§ **STATED GOAL**:
Rewrite the records below, switching every "put a marker on" to "place a dot on" and leaving everything else unchanged.

§ **DATASET CONTENT**:
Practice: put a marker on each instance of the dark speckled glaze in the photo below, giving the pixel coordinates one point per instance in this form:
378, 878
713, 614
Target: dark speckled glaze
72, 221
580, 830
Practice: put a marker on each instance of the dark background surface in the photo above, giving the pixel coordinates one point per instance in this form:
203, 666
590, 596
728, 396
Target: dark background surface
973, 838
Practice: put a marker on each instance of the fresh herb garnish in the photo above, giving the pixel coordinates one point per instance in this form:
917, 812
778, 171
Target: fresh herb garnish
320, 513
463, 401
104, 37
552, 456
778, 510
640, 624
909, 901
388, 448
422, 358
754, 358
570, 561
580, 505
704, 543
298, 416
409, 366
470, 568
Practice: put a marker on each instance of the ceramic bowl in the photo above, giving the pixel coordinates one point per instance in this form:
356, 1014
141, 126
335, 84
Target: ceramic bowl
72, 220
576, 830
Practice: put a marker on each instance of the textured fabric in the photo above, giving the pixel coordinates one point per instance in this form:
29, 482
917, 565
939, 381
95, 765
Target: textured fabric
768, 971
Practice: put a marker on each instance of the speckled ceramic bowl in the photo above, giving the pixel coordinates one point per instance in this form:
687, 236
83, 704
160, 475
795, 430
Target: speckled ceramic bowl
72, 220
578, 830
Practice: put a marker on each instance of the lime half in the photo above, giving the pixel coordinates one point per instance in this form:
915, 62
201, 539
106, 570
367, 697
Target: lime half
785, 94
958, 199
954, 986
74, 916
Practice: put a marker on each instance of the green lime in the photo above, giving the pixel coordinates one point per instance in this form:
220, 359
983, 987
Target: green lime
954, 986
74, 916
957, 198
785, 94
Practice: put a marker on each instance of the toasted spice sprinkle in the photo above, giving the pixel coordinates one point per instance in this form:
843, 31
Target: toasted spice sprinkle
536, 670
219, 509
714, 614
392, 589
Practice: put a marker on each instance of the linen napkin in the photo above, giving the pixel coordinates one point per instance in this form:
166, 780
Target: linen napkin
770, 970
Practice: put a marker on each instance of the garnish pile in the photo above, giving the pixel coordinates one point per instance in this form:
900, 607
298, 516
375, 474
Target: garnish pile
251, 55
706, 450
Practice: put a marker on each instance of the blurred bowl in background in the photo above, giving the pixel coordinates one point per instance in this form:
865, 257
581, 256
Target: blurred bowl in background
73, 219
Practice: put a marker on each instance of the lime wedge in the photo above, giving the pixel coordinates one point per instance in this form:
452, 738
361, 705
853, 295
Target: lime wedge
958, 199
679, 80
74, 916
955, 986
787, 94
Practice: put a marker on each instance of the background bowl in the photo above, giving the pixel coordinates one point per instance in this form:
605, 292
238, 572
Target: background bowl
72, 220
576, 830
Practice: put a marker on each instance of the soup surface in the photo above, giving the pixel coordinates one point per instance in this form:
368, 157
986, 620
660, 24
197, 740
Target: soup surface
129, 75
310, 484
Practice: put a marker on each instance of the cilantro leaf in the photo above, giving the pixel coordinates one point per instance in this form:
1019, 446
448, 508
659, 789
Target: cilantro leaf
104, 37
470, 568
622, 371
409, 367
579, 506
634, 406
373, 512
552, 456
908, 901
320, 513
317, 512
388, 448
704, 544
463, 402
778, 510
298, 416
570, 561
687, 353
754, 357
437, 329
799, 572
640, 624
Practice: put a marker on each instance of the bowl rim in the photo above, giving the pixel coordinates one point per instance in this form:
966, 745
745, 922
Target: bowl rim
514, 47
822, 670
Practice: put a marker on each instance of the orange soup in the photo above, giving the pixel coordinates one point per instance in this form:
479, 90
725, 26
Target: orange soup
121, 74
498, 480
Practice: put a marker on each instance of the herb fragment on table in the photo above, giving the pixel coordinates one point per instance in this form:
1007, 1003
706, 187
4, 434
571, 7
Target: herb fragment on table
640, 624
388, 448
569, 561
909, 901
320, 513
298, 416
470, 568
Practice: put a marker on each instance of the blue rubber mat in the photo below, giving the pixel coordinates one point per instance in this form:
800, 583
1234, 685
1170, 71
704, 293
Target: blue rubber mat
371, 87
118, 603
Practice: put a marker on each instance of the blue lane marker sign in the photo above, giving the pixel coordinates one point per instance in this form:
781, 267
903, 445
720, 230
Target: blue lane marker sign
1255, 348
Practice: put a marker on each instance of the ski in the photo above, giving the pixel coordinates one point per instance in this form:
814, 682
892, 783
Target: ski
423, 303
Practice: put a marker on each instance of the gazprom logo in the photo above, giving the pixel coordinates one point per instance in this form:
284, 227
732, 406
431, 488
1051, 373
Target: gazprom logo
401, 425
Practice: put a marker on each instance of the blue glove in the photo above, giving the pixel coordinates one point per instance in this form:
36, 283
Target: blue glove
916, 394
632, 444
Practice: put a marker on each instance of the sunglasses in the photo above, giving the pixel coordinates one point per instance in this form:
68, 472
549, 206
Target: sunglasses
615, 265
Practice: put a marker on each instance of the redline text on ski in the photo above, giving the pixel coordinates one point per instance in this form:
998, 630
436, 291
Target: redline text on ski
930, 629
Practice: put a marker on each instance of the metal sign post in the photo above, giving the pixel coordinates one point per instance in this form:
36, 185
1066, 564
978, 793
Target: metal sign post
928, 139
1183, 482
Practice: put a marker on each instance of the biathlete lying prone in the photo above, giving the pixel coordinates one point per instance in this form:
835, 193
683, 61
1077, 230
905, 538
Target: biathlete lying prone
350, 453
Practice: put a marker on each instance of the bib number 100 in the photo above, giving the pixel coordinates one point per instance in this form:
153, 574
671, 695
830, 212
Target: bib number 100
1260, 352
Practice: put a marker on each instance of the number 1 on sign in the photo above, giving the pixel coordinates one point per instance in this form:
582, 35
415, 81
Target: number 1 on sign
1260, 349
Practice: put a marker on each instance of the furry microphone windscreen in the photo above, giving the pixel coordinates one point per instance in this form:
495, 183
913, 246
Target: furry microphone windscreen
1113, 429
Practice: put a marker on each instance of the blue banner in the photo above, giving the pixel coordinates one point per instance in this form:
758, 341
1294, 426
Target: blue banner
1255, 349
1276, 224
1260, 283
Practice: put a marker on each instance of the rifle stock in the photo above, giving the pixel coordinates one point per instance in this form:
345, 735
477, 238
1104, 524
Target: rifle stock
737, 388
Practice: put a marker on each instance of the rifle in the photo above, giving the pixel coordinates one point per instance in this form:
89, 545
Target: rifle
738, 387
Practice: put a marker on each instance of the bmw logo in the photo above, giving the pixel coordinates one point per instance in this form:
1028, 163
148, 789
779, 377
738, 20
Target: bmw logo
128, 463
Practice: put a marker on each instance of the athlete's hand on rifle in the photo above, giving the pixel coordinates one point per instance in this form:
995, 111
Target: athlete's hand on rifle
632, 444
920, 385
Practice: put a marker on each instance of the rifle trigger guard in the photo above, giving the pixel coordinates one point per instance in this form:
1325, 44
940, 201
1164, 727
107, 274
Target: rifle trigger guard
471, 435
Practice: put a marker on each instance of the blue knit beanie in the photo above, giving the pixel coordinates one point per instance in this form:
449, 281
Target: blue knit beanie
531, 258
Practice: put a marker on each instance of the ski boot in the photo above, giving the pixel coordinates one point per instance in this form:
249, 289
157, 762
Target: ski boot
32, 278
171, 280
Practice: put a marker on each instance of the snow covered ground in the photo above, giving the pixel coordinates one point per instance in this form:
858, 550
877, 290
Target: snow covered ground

§ **RESPONSE TO THE EXERCISE**:
Practice: place a dot on each instance of the dark speckled glaze in the photo below, giving the pixel coordinates one point per instance in this form:
378, 878
713, 614
Target: dark speckled glaze
72, 221
580, 830
Practice: place a dot on each instance of the dark background surface in the photo above, giving the pixel coordinates one point per instance in this form:
203, 666
590, 596
728, 396
Target: dark background surface
973, 838
Practice: place a dot on each instance of the fresh herb garnish in the photo above, giving the pixel coordinates one point per instance in this form:
917, 812
778, 171
Target: fresh herb garnish
320, 513
463, 401
104, 37
552, 456
778, 510
640, 624
909, 901
388, 448
422, 358
754, 358
570, 561
580, 505
704, 543
298, 416
409, 366
470, 568
Practice: place a dot on each instance of the ceramic bowl in the photo above, giving the pixel coordinates one point per instance in this form:
356, 1014
141, 126
335, 84
Target: ceramic bowl
72, 220
576, 830
Practice: place a dot on each instance of the textured fabric in the photo above, giving the pixel coordinates one point per instance in this form:
29, 482
917, 565
939, 381
95, 765
Target: textured fabric
768, 971
Practice: place a dot on each instance of the speckled ceramic bowl in the photo above, giving the pixel coordinates one point per instance in this form:
687, 236
83, 704
160, 475
795, 430
Target: speckled ceramic bowl
72, 220
578, 830
Practice: place a dot on each instance of the lime half in the photo above, giving the pixel coordinates one point per instance in this form:
915, 62
201, 539
106, 570
367, 697
Target: lime half
785, 94
958, 199
954, 986
74, 916
Practice: place a dot on each instance of the green lime in the photo above, giving the pixel coordinates one point per instance in this form:
220, 359
983, 987
Target: green lime
954, 986
74, 916
957, 198
785, 94
Practice: place a dot on each instance of the toasted spice sprinkle in the photo above, giving the pixel coordinates one point per instance in this form:
843, 31
Target: toasted spice sprinkle
536, 670
219, 509
714, 614
392, 589
Practice: place a dot on each instance of the linen napkin in the photo above, giving the pixel coordinates one point per instance in this form:
166, 780
Target: linen napkin
770, 970
Practice: place a dot on each instance of the garnish pile in the photo above, giving the pixel coordinates one point per instance in this form:
900, 607
298, 516
375, 474
Target: garnish pile
251, 55
706, 450
Practice: place a dot on each instance of the blurred bowl in background in the photo above, giving the pixel coordinates one point per instance in this form:
865, 257
581, 256
Target: blurred bowl in background
73, 219
Practice: place a dot on each instance of the lime wedge in the photo above, giving the pixel coordinates one point per instance in this form:
452, 738
361, 705
853, 295
Target: lime wedge
958, 199
679, 80
74, 916
955, 986
787, 94
Practice: place a dot on each instance of the background bowl in the photo above, giving the pixel coordinates one point per instance in this form:
605, 292
238, 572
Target: background bowl
72, 220
576, 830
Practice: place a dot on each instance of the soup surface in the photo above, giving the pixel coordinates one point per instance in this form:
368, 157
986, 620
660, 24
197, 740
Target: soup surface
129, 75
310, 484
Practice: place a dot on each instance of the cilantro leaf in the photo above, giving the pixel coordinates one point per instance in this form:
1019, 446
448, 508
659, 789
Target: cilantro leaf
104, 37
470, 568
622, 371
409, 367
579, 506
634, 406
373, 512
552, 456
908, 901
320, 513
317, 512
388, 448
704, 544
463, 402
778, 510
298, 416
570, 561
687, 353
754, 357
437, 329
799, 572
640, 624
Practice: place a dot on each instance of the bowl rim in the photo above, giving the pixel coordinates one point per instance in this form:
966, 745
745, 922
Target: bowl rim
514, 47
822, 670
Practice: place a dot on each instance of the orange soup in the photo above, giving the pixel coordinates one point per instance in this form:
479, 90
725, 26
Target: orange soup
121, 74
498, 480
Practice: place a dot on each instance of the herb fragment on table in the photo above, giving the pixel coordinates one point per instance in this form:
1007, 1003
706, 187
4, 434
571, 7
Target: herb fragment on table
640, 624
388, 448
569, 561
909, 901
320, 513
298, 416
470, 568
Practice: place a dot on each instance of the blue rubber mat in the photo below, giving the pixel coordinates one point per instance in this form:
800, 583
1234, 685
1170, 71
704, 293
Target: blue rubber mat
371, 87
118, 603
Practice: place a dot on each instance of the blue lane marker sign in the photo above, giving the pixel coordinates one point per instance in this form:
781, 267
903, 445
720, 230
Target: blue lane marker sign
1255, 348
Practice: place a dot on each instance of the ski in the photo above, giving the pixel coordinates one point per instance in this form:
814, 682
892, 783
Target: ski
423, 303
Practice: place a dot on each instance of the gazprom logo in the photo above, giving the pixel coordinates one point per instance in this form:
284, 227
732, 406
431, 488
1051, 373
Target: gazprom logo
401, 425
Practice: place a dot on each instance of the blue glove in the photo above, giving the pixel coordinates one point per instance in this form:
36, 283
Target: blue glove
916, 394
632, 444
Practice: place a dot on each instance of the sunglasses in the photo above, giving the pixel coordinates one point per instance in this form:
68, 472
549, 206
Target: sunglasses
615, 265
Practice: place a dot on each instance of the redline text on ski in the photo above, giving the pixel coordinates one point per instance in this form:
998, 630
436, 291
Target: redline text on ski
930, 629
Practice: place a dot on each instance of the metal sign post in the photo above, giving the pixel coordinates one point per instance in this form:
36, 185
1066, 564
978, 793
Target: metal sign post
928, 139
1183, 482
Practice: place a dot on each instance of the biathlete lying prone in the photo above, giving the pixel coordinates one point per instance in this form:
835, 193
683, 61
1077, 230
905, 538
Target: biathlete lying prone
350, 453
Practice: place a dot on each instance of the bib number 100 in the photo above, giving the pixel coordinates one point per instance in this form:
153, 574
671, 695
830, 212
Target: bib number 100
1260, 352
Practice: place a dot on each instance of the number 1 on sign in the photo above, giving the pixel coordinates one point per instance in this form:
582, 35
415, 81
Target: number 1 on sign
1260, 349
Practice: place a dot on each instance of the furry microphone windscreen in the photo above, giving the pixel coordinates one point per instance in this form:
495, 183
913, 246
Target: furry microphone windscreen
1113, 429
Practice: place a dot on each instance of the blue banner in the photo above, giving the pixel coordinates one point per instance in this form:
758, 341
1294, 426
Target: blue banner
1255, 349
1276, 224
1260, 283
Practice: place a dot on each instance of the rifle stock in the photo above, giving the pixel coordinates one point per instance in this form:
345, 735
477, 238
1104, 524
Target: rifle stock
737, 388
Practice: place a dot on each instance of the rifle in the photo above, giving the pixel coordinates one point per instance in this form:
89, 545
Target: rifle
738, 387
Practice: place a dot on each instance of the bmw logo in the photo above, giving the pixel coordinates one point per instance in this form:
1028, 163
148, 789
779, 377
738, 20
Target: bmw logo
128, 463
Practice: place a dot on each instance of the athlete's hand on rifle in the photo above, giving the pixel coordinates one point per instance in this form:
995, 111
Target: athlete's hand on rifle
632, 444
920, 385
Practice: place a dot on each instance of the rifle trigger guard in the photo above, giving the pixel coordinates one point per instance in this form:
1325, 44
940, 201
1164, 727
107, 274
Target: rifle trigger guard
471, 435
Practice: place a dot on each instance of the blue knit beanie in the photo above, giving the pixel coordinates one point per instance in this form:
449, 281
Target: blue knit beanie
531, 258
Practice: place a dot on each instance of the ski boot in the photo above, giving the pixel coordinates one point per instance in this form:
249, 289
157, 762
Target: ski boot
32, 278
171, 280
Practice: place a dot on each instance of the snow covered ground in the photo above, giving the pixel coordinates one point per instance in this form:
858, 550
877, 290
Target: snow covered ground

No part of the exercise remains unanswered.